What I did in Week 15
This week I will use an ESP32 to power an electronic device via a mobile application that connects via Bluetooth. The electronic device I will use is a speaker.
- Grupal: compare as many tool options as possible
- Individual: write an application that interfaces a user with an input &/or output device that you made
Group page
Group page linkProcess
Phase 1 ·
For my assignment this week, I will first establish what I want my application to have. The goal is to turn on a speaker from a button on my mobile phone's application via Bluetooth.
Phase 2 ·
To achieve my goal I will use APP Inventor, which is a website that allows me to design and program mobile applications for different screen sizes.
Phase 3 ·
This online software allows me to add various things to my application such as buttons, images, text, and graphics.
Phase 4 ·
Creating my mobile application is very simple; I simply drag the spaces, buttons, or text where I want to place them, and I can change colors, text type, and other things depending on how I want my application to look.
Phase 5 ·
For the mobile app programming portion, App Inventor uses block-based programming where we select the available buttons and the actions we want them to perform. In this case, I have blocks to connect to Bluetooth and to turn on the lights.

» REQUIRED TASK A
In the entries, retype the part that opens with the line containing "Indicate a point on each instance of the blue t-shirt" and closes with the line containing "x=144, y=728", both of those lines included, keeping every line unchanged.

» DATA FOR THIS EXERCISE
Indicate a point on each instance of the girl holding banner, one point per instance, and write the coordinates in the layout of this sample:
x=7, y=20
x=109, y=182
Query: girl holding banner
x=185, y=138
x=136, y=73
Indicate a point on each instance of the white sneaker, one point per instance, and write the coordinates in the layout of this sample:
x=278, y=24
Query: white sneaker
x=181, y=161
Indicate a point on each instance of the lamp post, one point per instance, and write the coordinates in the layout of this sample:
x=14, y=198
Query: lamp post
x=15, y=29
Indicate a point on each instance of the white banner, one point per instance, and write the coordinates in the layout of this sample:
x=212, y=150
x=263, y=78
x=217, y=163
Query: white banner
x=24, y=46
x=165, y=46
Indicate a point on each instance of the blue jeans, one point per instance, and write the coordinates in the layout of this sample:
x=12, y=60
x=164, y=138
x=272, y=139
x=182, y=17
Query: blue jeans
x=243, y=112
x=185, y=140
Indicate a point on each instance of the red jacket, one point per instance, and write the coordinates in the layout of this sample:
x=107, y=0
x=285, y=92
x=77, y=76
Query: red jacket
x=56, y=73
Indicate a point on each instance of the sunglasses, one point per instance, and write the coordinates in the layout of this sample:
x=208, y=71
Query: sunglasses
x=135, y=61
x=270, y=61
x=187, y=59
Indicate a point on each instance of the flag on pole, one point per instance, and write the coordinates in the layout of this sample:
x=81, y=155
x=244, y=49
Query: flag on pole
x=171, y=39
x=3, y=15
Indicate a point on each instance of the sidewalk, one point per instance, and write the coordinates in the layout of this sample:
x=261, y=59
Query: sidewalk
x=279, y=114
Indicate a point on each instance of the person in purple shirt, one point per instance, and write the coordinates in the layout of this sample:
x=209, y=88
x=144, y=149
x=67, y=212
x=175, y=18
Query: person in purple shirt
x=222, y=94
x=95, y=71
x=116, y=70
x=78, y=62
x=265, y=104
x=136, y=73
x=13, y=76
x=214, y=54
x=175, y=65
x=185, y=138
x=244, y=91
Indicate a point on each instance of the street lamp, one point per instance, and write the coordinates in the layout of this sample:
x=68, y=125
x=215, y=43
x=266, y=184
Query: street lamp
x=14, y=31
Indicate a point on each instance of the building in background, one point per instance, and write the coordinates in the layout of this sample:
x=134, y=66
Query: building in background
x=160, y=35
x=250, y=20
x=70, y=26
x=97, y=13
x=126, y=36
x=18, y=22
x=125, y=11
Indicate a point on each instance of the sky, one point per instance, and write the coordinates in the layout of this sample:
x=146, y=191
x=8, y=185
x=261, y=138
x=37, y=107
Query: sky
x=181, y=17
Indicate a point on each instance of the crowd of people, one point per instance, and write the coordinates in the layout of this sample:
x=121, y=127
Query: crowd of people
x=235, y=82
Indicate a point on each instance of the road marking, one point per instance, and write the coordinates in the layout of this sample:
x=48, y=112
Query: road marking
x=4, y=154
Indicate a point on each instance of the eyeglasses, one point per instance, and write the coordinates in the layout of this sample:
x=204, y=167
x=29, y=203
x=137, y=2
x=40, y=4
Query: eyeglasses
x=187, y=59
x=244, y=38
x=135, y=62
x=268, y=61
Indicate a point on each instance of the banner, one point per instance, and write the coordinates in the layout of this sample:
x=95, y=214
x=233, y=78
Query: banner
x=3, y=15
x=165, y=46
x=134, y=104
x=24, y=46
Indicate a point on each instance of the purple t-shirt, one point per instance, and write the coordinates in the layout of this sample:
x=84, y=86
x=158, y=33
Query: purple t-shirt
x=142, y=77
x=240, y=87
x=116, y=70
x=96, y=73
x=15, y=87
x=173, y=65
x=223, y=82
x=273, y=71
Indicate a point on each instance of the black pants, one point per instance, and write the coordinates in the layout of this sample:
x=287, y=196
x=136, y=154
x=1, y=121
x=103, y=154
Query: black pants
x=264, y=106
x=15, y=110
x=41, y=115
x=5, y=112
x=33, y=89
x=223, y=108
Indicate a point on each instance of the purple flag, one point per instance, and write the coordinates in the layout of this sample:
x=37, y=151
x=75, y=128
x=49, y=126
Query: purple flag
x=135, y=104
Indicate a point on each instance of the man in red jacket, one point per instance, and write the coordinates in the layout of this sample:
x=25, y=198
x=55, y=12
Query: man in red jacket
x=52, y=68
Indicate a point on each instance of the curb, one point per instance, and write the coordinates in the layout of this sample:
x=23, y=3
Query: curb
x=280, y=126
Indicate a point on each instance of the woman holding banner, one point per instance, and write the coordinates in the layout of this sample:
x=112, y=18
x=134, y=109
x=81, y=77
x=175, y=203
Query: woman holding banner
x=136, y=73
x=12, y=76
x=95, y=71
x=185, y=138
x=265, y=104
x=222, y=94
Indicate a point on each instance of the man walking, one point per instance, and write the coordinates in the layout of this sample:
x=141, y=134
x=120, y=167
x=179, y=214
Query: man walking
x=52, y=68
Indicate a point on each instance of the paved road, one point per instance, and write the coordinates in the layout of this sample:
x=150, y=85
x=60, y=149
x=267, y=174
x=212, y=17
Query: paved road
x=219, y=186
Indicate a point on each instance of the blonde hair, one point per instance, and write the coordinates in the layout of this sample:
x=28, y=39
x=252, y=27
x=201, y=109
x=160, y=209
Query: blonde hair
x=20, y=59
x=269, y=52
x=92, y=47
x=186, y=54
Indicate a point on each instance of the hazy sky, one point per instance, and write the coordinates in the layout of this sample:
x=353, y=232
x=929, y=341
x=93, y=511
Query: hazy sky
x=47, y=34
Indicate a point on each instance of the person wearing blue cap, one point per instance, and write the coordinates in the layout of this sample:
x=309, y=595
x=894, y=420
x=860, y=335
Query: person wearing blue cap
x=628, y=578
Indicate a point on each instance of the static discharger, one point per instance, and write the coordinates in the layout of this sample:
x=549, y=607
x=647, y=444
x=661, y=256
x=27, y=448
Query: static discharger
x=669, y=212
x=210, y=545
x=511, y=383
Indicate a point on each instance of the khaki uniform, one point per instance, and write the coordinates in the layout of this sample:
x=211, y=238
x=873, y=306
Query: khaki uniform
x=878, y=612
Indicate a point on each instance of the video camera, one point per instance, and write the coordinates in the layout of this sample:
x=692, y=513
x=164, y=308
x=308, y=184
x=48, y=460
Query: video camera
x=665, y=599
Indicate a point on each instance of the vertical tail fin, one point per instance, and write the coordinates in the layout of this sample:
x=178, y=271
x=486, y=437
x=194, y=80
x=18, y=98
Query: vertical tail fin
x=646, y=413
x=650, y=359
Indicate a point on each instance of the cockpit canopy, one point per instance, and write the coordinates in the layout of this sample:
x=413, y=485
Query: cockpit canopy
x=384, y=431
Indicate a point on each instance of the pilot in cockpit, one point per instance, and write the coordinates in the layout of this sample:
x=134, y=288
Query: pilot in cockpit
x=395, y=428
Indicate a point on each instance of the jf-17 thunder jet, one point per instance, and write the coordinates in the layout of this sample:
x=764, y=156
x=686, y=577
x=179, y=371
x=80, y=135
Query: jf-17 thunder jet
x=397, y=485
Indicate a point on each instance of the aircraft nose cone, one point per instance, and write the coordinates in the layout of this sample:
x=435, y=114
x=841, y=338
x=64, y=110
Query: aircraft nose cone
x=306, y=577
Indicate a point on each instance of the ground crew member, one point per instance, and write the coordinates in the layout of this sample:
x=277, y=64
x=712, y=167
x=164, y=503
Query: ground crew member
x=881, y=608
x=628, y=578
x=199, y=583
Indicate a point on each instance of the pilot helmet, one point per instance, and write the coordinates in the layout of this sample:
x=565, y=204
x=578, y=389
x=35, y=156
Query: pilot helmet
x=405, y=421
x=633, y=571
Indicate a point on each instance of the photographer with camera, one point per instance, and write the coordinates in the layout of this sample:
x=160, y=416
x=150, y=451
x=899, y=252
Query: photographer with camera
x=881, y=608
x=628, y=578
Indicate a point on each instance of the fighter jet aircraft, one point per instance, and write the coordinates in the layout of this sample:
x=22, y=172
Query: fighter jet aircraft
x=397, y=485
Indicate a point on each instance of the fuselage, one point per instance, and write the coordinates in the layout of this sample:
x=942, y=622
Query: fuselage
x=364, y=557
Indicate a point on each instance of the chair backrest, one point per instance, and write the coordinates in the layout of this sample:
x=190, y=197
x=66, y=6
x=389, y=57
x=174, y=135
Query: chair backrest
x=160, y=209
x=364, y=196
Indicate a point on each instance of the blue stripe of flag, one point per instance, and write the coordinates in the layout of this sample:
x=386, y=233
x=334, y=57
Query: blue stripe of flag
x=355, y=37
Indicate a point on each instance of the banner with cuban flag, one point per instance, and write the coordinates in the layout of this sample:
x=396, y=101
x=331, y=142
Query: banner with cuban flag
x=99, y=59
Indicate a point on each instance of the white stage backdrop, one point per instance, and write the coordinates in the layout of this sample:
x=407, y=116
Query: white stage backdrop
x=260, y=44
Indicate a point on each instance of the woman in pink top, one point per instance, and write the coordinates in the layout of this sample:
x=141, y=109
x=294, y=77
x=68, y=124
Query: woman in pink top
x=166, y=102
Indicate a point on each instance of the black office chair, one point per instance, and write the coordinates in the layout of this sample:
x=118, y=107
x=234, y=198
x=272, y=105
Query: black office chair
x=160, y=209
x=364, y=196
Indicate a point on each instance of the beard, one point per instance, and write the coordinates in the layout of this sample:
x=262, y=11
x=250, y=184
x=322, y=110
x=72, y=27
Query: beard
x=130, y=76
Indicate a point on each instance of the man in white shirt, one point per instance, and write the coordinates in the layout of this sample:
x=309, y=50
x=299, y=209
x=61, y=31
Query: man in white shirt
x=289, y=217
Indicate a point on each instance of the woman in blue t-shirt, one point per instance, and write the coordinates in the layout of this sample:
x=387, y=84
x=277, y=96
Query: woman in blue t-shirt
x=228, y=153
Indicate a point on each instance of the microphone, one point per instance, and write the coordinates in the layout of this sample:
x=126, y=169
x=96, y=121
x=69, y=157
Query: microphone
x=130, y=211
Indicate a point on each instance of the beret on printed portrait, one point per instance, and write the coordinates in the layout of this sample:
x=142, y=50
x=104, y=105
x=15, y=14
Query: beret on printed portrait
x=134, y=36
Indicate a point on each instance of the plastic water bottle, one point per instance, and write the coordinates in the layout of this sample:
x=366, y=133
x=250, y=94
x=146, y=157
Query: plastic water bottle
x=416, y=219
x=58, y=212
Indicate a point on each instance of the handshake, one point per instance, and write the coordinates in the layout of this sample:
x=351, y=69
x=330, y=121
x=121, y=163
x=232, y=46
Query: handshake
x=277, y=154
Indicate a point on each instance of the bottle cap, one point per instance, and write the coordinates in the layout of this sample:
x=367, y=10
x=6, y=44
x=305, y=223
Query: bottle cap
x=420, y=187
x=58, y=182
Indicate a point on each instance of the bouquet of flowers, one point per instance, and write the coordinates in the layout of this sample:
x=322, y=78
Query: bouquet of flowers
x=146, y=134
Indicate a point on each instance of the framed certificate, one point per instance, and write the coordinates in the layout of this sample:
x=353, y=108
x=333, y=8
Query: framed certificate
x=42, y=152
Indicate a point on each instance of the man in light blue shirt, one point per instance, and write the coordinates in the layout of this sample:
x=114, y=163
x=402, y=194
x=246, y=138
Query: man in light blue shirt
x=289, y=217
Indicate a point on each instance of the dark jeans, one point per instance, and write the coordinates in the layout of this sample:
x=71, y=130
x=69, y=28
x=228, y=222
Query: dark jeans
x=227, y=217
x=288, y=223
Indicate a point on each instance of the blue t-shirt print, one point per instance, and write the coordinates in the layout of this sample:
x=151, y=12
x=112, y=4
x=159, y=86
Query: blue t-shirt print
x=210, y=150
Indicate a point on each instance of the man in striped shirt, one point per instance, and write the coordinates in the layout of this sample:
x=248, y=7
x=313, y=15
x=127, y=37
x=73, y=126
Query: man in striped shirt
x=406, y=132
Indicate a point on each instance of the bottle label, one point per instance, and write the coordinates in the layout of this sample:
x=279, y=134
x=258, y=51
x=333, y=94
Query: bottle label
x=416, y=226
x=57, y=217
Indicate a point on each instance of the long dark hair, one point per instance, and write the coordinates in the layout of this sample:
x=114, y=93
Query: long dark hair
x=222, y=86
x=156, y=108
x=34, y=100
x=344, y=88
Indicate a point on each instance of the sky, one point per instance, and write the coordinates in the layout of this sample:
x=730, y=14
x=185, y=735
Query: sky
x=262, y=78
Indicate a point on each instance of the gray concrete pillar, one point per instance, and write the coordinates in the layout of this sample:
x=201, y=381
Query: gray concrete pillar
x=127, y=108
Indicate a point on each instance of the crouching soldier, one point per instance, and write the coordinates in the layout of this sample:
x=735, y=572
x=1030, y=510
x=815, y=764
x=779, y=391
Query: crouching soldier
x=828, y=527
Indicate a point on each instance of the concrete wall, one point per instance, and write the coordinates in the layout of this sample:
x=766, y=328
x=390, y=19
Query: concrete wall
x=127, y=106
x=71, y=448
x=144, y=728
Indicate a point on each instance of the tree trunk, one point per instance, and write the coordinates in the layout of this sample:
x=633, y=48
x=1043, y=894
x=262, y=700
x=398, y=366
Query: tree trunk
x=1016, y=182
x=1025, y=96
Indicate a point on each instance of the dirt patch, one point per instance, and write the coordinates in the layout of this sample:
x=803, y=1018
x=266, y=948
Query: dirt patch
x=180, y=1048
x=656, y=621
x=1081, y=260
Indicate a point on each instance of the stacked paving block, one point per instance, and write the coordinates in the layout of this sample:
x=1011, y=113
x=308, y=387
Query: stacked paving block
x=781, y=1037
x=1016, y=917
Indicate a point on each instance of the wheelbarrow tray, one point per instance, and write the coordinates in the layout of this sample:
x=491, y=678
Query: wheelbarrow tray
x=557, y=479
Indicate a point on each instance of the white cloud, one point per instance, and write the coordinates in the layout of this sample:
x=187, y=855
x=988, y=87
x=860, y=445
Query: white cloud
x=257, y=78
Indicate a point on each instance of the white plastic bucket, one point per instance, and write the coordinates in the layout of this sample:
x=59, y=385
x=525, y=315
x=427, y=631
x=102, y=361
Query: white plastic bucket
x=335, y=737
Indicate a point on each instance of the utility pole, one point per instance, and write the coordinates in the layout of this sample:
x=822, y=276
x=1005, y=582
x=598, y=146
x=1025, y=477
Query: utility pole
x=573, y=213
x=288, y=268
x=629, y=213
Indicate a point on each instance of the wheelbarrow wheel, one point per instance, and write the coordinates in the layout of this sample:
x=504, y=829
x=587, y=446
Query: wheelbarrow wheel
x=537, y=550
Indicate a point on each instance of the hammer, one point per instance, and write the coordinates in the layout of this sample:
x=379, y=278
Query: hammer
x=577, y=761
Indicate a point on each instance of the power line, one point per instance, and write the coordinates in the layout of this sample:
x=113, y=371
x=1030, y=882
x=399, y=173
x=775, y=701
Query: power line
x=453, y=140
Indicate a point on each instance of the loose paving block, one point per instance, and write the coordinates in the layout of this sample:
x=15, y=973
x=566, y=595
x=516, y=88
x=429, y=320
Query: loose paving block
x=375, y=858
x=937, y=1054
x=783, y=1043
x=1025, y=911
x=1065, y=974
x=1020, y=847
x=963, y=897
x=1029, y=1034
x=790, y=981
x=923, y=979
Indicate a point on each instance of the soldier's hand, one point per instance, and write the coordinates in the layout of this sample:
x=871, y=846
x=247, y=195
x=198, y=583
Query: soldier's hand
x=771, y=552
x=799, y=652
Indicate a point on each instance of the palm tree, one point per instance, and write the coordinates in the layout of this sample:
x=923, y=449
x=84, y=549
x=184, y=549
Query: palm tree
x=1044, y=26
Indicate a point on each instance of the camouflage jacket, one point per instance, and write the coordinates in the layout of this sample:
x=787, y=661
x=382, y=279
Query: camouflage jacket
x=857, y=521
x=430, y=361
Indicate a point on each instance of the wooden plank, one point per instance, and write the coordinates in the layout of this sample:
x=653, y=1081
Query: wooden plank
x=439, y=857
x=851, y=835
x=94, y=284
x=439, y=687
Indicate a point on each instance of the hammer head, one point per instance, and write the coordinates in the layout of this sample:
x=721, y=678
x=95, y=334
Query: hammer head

» REQUIRED TASK B
Continue the write-up about the Bluetooth speaker app from where it stops.

» TASK OUTPUT A
Indicate a point on each instance of the blue t-shirt print, one point per instance, and write the coordinates in the layout of this sample:
x=151, y=12
x=112, y=4
x=159, y=86
Query: blue t-shirt print
x=210, y=150
Indicate a point on each instance of the man in striped shirt, one point per instance, and write the coordinates in the layout of this sample:
x=248, y=7
x=313, y=15
x=127, y=37
x=73, y=126
Query: man in striped shirt
x=406, y=132
Indicate a point on each instance of the bottle label, one point per instance, and write the coordinates in the layout of this sample:
x=279, y=134
x=258, y=51
x=333, y=94
Query: bottle label
x=416, y=226
x=57, y=217
Indicate a point on each instance of the long dark hair, one point per instance, and write the coordinates in the layout of this sample:
x=114, y=93
Query: long dark hair
x=222, y=86
x=156, y=108
x=34, y=100
x=344, y=88
Indicate a point on each instance of the sky, one point per instance, and write the coordinates in the layout of this sample:
x=730, y=14
x=185, y=735
Query: sky
x=262, y=78
Indicate a point on each instance of the gray concrete pillar, one point per instance, and write the coordinates in the layout of this sample:
x=201, y=381
Query: gray concrete pillar
x=127, y=108
Indicate a point on each instance of the crouching soldier, one point per instance, and write the coordinates in the layout of this sample:
x=735, y=572
x=1030, y=510
x=815, y=764
x=779, y=391
Query: crouching soldier
x=828, y=527
Indicate a point on each instance of the concrete wall, one point per instance, and write the coordinates in the layout of this sample:
x=766, y=328
x=390, y=19
Query: concrete wall
x=127, y=106
x=71, y=448
x=144, y=728

» TASK OUTPUT B
Phase 6 ·
Once the mobile application interface is finished, the code for the esp32 is created, which will use Bluetooth, where we program the speaker to sound for 3 seconds when it receives the signal from the cell phone.
Phase 7 ·
Once the mobile application interface is finished, the code for the esp32 is created, which will use Bluetooth, where we program the speaker to sound for 3 seconds when it receives the signal from the cell phone.
Process 2
I've made another interface, but this time I used a more compact version of the board I made during the electronics production week. You can see the complete process for making the microcontroller with an Attiny412 by checking that week's documentation.
Phase 1 ·
As I said before, I will use an attiny412 to control a small motor and a light that simulate the outputs of my final project, so my board will be as compact as I can make it.
Phase 2 ·
The PCB design of my board is made in such a way that I can solder the electronic components more easily; this time I made thicker electrical traces.
Phase 3 ·
In generating the g-code for manufacturing the board, I only used a 0.4 mm milling cutter because the holes made with the other milling cutters were too large for soldering the electronic components.
Phase 4 ·
Here we can see the result of my board with the ATtiny412
Phase 5 ·
The code to upload to my board is that it receives instructions via serial port which turn on a light, a motor, and turn off the system; for this I will use ports PA1 and PA2 of the Attiny412.
Phase 6 ·
After uploading the code to the board, the connections should only be GND and PA6 (TX) to the Arduino's RX pin, and PA7 (RX) to the Arduino's TX pin. This ensures serial communication. It's also important to create a jumper on the Arduino between GND and RST to prevent its chip from functioning.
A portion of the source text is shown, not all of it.